***** Listed entries *****

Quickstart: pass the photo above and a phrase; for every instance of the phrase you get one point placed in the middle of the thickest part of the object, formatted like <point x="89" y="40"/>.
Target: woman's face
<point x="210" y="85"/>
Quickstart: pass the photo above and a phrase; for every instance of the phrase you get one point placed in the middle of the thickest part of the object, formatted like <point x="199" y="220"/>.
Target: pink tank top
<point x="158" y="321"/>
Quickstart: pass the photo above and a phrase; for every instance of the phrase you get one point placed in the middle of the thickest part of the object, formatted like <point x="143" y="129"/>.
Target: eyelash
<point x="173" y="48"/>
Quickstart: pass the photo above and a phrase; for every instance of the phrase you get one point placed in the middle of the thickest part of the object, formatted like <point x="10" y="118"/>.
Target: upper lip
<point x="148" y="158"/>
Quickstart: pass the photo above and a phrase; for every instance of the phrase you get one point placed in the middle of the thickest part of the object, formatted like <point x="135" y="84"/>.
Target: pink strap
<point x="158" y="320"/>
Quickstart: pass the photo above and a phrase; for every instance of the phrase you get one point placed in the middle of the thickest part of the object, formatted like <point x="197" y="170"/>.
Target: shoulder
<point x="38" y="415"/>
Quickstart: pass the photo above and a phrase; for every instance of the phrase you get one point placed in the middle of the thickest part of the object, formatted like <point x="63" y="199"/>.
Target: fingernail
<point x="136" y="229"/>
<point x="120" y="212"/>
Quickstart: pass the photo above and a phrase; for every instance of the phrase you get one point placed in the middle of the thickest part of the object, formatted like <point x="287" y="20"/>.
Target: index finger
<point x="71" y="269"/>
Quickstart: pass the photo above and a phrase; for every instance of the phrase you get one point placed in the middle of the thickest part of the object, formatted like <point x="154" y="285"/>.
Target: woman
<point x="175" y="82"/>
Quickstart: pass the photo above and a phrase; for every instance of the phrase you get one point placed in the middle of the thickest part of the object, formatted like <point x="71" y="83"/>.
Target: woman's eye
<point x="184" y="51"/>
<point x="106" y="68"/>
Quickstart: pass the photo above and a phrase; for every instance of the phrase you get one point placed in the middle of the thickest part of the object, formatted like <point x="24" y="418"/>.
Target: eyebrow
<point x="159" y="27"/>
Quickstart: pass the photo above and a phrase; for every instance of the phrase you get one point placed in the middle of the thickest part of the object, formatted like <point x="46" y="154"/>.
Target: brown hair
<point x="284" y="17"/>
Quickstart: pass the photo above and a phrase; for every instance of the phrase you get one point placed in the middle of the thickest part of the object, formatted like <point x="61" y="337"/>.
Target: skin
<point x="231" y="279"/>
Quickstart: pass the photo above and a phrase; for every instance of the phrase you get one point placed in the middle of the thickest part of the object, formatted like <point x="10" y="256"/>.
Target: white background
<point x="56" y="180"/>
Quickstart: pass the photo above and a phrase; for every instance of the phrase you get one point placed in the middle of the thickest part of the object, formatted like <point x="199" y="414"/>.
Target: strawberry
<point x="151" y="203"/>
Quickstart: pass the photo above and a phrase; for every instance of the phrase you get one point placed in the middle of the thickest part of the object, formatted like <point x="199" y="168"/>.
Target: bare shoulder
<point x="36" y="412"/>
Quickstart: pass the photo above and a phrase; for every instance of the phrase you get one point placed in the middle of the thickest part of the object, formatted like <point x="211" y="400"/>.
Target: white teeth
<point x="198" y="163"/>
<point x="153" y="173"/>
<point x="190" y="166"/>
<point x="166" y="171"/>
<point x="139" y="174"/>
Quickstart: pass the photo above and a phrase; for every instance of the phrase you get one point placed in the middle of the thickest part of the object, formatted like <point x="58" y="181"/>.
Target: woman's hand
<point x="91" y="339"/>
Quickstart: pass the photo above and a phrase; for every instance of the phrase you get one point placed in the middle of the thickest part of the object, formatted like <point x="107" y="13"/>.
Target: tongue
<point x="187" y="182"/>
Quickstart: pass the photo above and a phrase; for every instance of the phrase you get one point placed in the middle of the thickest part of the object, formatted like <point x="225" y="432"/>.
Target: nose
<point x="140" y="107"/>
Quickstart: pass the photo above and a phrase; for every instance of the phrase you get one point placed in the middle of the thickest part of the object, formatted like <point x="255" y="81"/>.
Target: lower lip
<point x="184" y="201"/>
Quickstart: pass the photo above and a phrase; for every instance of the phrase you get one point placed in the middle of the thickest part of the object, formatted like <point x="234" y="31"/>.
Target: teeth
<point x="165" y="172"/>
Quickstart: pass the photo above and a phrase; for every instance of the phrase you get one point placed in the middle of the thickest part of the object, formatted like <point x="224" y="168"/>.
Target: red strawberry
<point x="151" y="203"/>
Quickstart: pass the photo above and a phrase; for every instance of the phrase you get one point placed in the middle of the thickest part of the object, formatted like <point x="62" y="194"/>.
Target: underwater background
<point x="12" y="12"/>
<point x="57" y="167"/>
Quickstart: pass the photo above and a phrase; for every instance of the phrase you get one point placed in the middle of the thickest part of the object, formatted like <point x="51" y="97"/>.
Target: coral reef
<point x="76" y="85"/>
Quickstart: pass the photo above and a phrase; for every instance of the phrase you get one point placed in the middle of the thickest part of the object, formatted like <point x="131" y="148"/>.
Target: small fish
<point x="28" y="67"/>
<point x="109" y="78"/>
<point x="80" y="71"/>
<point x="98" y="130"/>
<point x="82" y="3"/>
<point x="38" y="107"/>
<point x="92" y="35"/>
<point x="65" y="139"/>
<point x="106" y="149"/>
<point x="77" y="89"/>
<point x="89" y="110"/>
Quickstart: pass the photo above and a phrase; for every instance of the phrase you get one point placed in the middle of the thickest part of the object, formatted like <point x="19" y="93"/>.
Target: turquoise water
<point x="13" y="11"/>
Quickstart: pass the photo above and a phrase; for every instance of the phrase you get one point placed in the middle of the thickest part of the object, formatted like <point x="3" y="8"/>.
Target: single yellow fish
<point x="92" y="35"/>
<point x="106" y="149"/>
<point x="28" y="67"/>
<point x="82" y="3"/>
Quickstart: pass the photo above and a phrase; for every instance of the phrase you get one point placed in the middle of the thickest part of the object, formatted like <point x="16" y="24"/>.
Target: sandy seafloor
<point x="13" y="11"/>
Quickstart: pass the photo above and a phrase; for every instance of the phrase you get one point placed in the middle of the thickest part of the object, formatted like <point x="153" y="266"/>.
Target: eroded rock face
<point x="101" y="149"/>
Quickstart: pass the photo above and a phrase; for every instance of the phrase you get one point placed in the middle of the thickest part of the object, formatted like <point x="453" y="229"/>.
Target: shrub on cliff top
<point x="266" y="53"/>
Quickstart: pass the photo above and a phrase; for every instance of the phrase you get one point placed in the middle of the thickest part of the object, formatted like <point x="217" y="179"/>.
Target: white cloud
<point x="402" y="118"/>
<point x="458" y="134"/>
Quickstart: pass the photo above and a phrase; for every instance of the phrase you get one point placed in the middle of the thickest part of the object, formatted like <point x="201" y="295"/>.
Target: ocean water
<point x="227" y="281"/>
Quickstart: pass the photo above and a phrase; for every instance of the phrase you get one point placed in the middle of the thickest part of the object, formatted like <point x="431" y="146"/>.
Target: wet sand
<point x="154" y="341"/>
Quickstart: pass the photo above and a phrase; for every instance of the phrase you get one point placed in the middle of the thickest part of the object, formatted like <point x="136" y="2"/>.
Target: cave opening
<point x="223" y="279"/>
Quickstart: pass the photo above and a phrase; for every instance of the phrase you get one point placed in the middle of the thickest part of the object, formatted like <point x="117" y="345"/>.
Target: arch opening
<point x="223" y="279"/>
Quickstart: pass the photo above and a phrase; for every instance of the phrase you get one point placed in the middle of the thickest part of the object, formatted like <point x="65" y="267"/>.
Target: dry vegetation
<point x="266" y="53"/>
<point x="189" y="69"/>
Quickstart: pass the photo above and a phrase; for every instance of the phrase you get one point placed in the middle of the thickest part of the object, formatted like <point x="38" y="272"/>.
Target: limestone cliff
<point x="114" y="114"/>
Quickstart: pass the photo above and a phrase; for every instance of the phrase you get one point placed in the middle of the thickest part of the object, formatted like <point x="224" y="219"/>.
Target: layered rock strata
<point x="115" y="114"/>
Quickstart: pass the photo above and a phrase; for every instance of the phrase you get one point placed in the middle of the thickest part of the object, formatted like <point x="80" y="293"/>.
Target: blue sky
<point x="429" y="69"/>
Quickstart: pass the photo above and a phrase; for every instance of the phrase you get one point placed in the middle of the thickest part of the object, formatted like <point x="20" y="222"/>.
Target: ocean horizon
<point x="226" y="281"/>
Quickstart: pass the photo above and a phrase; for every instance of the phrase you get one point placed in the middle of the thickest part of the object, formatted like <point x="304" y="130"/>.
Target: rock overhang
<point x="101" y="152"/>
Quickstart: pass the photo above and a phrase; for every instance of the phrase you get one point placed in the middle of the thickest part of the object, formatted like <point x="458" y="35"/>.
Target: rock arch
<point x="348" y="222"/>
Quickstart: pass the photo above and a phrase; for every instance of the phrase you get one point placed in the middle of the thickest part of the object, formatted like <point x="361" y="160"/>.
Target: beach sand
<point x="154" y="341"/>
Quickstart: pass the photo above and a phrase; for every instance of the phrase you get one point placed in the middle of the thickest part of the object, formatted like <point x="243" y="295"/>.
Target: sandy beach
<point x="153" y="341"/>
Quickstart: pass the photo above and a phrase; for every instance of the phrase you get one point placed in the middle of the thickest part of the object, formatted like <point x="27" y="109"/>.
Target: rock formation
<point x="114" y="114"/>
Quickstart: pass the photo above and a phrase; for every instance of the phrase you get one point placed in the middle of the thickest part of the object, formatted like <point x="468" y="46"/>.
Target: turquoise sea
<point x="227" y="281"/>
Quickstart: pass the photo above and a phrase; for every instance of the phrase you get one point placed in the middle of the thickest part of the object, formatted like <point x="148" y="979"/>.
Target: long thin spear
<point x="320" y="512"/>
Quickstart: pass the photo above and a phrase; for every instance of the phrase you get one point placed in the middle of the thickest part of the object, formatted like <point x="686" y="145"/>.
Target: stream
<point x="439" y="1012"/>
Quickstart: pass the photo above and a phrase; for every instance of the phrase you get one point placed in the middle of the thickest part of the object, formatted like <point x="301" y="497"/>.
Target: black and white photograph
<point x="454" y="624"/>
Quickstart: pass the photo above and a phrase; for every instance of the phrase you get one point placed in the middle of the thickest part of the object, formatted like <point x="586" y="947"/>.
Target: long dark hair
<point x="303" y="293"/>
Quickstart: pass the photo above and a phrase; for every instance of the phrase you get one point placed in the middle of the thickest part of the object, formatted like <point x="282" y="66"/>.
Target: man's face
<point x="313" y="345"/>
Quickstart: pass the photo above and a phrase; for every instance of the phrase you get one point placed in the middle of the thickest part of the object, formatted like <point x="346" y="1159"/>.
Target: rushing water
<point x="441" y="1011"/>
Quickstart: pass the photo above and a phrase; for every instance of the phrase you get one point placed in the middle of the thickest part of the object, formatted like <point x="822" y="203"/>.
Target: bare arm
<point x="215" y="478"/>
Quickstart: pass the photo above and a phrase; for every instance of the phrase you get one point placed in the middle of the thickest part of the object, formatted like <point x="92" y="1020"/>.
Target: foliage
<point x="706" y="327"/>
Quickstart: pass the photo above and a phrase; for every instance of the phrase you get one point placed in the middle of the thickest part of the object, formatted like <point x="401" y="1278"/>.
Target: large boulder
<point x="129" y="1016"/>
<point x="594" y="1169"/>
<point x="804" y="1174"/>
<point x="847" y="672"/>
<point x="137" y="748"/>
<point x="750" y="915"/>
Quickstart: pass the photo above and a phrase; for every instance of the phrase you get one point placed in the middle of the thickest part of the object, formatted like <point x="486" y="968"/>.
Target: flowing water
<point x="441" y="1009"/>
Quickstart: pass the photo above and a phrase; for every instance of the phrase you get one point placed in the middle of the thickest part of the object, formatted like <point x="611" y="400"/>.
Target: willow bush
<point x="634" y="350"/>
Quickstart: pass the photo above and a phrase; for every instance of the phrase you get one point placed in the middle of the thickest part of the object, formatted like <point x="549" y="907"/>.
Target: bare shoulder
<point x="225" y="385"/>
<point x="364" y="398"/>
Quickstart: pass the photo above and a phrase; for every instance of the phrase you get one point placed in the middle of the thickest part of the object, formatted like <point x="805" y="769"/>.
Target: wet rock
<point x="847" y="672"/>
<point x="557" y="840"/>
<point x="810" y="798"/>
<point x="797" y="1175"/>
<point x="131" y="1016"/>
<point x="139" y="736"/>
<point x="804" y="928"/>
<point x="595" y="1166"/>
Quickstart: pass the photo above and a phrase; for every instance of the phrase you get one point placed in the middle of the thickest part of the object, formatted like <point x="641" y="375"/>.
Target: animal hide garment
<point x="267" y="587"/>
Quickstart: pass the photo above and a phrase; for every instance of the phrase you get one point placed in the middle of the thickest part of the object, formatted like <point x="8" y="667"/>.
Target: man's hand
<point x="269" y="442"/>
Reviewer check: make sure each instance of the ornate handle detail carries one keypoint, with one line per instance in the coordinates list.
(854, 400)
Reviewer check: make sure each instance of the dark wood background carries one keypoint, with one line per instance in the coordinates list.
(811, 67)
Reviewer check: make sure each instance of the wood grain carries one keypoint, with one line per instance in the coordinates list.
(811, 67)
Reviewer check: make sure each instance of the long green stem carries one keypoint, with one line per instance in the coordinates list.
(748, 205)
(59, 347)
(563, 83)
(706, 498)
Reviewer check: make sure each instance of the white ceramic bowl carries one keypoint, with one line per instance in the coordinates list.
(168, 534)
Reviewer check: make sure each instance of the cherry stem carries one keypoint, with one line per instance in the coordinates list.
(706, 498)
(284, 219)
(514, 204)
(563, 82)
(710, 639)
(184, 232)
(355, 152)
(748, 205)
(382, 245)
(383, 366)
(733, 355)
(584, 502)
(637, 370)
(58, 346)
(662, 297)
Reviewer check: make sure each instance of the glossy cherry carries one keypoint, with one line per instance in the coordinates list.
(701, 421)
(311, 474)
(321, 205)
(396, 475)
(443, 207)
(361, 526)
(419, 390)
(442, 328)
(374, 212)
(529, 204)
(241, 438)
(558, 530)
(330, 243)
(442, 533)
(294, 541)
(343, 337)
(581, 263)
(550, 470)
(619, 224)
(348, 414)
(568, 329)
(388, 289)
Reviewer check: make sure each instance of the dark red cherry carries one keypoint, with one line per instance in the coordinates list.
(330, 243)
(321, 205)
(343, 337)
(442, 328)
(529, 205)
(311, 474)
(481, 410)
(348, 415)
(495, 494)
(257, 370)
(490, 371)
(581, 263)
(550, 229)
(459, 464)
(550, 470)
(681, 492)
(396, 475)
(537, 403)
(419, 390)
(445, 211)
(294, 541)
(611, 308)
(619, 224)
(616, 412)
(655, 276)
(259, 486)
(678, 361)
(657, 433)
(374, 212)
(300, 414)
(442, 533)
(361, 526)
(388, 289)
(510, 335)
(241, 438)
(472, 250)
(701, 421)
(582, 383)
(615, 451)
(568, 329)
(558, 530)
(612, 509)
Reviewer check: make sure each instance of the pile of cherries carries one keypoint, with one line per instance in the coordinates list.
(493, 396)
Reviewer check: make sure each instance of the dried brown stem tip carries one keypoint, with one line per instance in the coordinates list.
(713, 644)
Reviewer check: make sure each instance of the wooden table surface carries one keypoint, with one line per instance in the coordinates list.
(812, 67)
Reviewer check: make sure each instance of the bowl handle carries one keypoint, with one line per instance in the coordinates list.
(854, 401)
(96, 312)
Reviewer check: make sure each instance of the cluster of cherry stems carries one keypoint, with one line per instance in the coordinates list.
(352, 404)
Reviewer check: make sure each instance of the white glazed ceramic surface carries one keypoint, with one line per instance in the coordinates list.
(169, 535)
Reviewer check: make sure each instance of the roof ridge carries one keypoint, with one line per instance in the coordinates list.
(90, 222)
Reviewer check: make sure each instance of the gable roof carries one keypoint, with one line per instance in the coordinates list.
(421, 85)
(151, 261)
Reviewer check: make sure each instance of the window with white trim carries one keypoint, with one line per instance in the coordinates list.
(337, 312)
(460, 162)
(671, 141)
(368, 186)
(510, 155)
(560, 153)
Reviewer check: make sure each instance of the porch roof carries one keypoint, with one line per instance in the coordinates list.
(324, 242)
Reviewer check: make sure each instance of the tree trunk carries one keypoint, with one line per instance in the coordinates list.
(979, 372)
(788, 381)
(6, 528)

*****

What you have to do —
Render the data from the line containing "Reviewer check: make sure each instance of the tree" through the end of the data, inclusive, as a JSON list of strings with one string per line and blank lines omitted.

The reply —
[
  "Reviewer check: make sure each instance of the tree trunk carries one keypoint, with one line per instance in the coordinates list.",
  "(979, 372)",
  "(788, 381)",
  "(6, 528)"
]